→ **Exercise details**
Give every line of the records below as a Markdown table with the columns Row and Line, numbering each line and skipping blank ones. Leave the pictures out.

## Start Data shown

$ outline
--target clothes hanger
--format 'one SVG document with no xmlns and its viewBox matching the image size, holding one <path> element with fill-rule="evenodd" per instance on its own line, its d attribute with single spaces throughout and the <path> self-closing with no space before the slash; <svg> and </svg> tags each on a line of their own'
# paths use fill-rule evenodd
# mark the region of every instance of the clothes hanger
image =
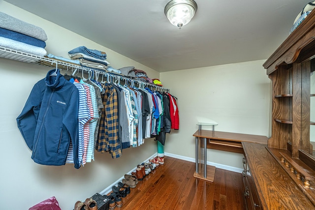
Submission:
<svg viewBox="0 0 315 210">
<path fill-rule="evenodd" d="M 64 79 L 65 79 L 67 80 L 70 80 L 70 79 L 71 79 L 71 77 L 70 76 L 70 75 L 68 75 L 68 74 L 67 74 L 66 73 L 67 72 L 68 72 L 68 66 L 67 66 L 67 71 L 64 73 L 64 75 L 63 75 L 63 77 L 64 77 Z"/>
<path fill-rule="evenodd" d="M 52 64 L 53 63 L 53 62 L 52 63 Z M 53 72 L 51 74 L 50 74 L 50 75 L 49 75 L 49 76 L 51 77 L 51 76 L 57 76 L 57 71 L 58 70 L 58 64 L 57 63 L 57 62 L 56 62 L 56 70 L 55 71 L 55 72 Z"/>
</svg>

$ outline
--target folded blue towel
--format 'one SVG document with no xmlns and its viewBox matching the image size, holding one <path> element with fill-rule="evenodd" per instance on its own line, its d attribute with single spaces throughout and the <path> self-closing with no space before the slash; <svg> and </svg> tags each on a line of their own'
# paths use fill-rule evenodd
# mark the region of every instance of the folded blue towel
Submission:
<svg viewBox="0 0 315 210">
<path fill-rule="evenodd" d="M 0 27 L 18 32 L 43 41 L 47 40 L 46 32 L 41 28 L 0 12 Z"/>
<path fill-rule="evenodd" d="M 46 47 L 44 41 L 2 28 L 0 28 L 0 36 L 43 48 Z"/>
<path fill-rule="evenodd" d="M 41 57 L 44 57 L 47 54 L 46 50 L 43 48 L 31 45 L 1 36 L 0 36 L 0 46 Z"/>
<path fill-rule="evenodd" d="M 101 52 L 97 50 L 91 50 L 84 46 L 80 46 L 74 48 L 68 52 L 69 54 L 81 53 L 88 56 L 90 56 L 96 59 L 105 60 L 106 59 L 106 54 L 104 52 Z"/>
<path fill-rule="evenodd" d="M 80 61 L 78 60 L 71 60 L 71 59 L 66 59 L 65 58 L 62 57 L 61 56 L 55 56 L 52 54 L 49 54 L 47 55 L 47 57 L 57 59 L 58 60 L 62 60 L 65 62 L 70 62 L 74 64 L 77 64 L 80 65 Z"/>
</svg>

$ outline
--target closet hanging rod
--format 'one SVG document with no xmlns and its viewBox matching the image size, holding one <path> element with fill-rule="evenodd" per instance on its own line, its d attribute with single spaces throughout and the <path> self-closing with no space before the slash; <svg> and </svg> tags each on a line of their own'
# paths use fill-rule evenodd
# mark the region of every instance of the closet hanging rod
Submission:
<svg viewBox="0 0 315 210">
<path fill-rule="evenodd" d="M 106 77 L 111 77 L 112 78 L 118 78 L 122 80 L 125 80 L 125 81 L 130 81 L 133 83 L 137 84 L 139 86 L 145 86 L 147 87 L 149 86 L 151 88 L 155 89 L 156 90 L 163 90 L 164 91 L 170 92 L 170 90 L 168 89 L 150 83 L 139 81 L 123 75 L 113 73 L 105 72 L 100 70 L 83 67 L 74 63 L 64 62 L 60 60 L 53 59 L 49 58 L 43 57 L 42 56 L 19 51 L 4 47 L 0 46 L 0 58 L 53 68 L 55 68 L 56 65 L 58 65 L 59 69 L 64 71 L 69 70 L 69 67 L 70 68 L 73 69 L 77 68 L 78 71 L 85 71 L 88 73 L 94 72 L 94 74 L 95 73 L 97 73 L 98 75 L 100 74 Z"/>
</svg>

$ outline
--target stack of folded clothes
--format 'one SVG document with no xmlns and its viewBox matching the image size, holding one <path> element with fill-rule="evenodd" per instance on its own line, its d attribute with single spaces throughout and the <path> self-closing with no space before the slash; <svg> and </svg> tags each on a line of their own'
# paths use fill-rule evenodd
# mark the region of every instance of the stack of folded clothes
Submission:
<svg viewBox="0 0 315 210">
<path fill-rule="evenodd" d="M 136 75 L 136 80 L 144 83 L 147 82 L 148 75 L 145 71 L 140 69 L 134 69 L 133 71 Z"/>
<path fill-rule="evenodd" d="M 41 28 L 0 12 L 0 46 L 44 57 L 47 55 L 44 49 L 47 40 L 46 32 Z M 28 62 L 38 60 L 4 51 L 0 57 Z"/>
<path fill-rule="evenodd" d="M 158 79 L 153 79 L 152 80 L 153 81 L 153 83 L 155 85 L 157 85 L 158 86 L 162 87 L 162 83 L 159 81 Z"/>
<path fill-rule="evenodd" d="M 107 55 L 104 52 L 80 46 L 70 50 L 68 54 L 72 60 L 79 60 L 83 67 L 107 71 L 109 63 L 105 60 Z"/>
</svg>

## End Data shown

→ **Output for this exercise**
| Row | Line |
|---|---|
| 1 | $ outline |
| 2 | --target clothes hanger |
| 3 | --format 'one SVG document with no xmlns and its viewBox matching the image size, holding one <path> element with fill-rule="evenodd" per instance on its own line, its d attribute with single spaces throughout and the <path> self-closing with no space before the slash; <svg> and </svg> tags each on a line of their own' |
| 4 | # paths use fill-rule evenodd |
| 5 | # mark the region of every instance of the clothes hanger |
| 6 | image = |
| 7 | Submission: |
| 8 | <svg viewBox="0 0 315 210"> |
| 9 | <path fill-rule="evenodd" d="M 64 79 L 65 79 L 67 80 L 70 80 L 70 79 L 71 79 L 71 77 L 70 76 L 70 75 L 68 75 L 68 74 L 67 74 L 66 73 L 67 72 L 68 72 L 68 66 L 67 66 L 67 71 L 64 73 L 64 75 L 63 75 L 63 77 L 64 77 Z"/> |
| 10 | <path fill-rule="evenodd" d="M 52 64 L 53 63 L 53 62 L 52 63 Z M 53 72 L 51 74 L 50 74 L 50 75 L 49 75 L 49 76 L 51 77 L 51 76 L 57 76 L 57 71 L 58 70 L 58 64 L 57 63 L 57 62 L 56 62 L 56 70 L 55 71 L 55 72 Z"/> |
| 11 | </svg> |
| 12 | $ outline |
| 13 | --target folded blue towel |
| 14 | --format 'one SVG document with no xmlns and its viewBox matching the image size, holding one <path> element with fill-rule="evenodd" per instance on its own line, its d attribute with single spaces throughout and the <path> self-closing with no space before the slash; <svg> and </svg> tags each on a line of their own' |
| 15 | # paths use fill-rule evenodd |
| 16 | # mark the region of every instance of the folded blue towel |
| 17 | Submission: |
| 18 | <svg viewBox="0 0 315 210"> |
| 19 | <path fill-rule="evenodd" d="M 0 27 L 18 32 L 43 41 L 47 40 L 46 32 L 41 28 L 0 12 Z"/> |
| 20 | <path fill-rule="evenodd" d="M 46 47 L 44 41 L 2 28 L 0 28 L 0 36 L 43 48 Z"/> |
| 21 | <path fill-rule="evenodd" d="M 41 57 L 44 57 L 47 54 L 46 50 L 43 48 L 31 45 L 1 36 L 0 36 L 0 46 Z"/> |
| 22 | <path fill-rule="evenodd" d="M 101 52 L 97 50 L 91 50 L 84 46 L 80 46 L 74 48 L 68 52 L 69 54 L 81 53 L 88 56 L 90 56 L 96 59 L 105 60 L 106 59 L 106 54 L 104 52 Z"/> |
| 23 | <path fill-rule="evenodd" d="M 80 61 L 78 60 L 71 60 L 71 59 L 66 59 L 65 58 L 62 57 L 61 56 L 55 56 L 52 54 L 49 54 L 47 55 L 47 57 L 57 59 L 58 60 L 62 60 L 65 62 L 70 62 L 74 64 L 77 64 L 80 65 Z"/> |
| 24 | </svg> |
| 25 | $ outline |
| 26 | --target closet hanging rod |
| 27 | --format 'one SVG document with no xmlns and its viewBox matching the image size, holding one <path> element with fill-rule="evenodd" per instance on its own line, its d attribute with single spaces throughout and the <path> self-closing with no space before the slash; <svg> and </svg> tags each on a line of their own' |
| 28 | # paths use fill-rule evenodd |
| 29 | # mark the region of every instance of the closet hanging rod |
| 30 | Submission: |
| 31 | <svg viewBox="0 0 315 210"> |
| 32 | <path fill-rule="evenodd" d="M 106 77 L 111 77 L 112 78 L 118 78 L 122 80 L 125 80 L 125 81 L 130 81 L 133 83 L 137 84 L 139 86 L 145 86 L 147 87 L 149 86 L 151 88 L 155 89 L 156 90 L 163 90 L 164 91 L 170 92 L 170 90 L 168 89 L 150 83 L 139 81 L 123 75 L 113 73 L 105 72 L 100 70 L 83 67 L 74 63 L 64 62 L 60 60 L 53 59 L 49 58 L 43 57 L 42 56 L 19 51 L 4 47 L 0 46 L 0 58 L 53 68 L 55 68 L 56 65 L 58 65 L 59 69 L 64 71 L 69 70 L 69 67 L 70 68 L 73 69 L 77 68 L 78 71 L 85 71 L 88 73 L 94 72 L 94 74 L 95 73 L 97 73 L 98 75 L 100 74 Z"/> |
| 33 | </svg> |
| 34 | $ outline |
| 35 | --target stack of folded clothes |
| 36 | --format 'one SVG document with no xmlns and its viewBox matching the image size, holding one <path> element with fill-rule="evenodd" per instance on its own line, its d attribute with single spaces throughout and the <path> self-closing with no space before the slash; <svg> and </svg> tags each on a line of their own' |
| 37 | # paths use fill-rule evenodd |
| 38 | # mark the region of every instance of the stack of folded clothes |
| 39 | Submission: |
| 40 | <svg viewBox="0 0 315 210"> |
| 41 | <path fill-rule="evenodd" d="M 136 75 L 136 80 L 144 83 L 147 82 L 148 75 L 145 71 L 140 69 L 134 69 L 133 71 Z"/> |
| 42 | <path fill-rule="evenodd" d="M 41 28 L 0 12 L 0 46 L 44 57 L 47 55 L 44 49 L 47 40 L 46 32 Z M 28 62 L 38 60 L 4 51 L 0 57 Z"/> |
| 43 | <path fill-rule="evenodd" d="M 158 79 L 153 79 L 152 80 L 153 81 L 153 83 L 155 85 L 157 85 L 158 86 L 162 87 L 162 83 L 159 81 Z"/> |
| 44 | <path fill-rule="evenodd" d="M 107 55 L 104 52 L 80 46 L 70 50 L 68 54 L 72 60 L 79 60 L 83 67 L 107 71 L 109 63 L 105 60 Z"/> |
| 45 | </svg> |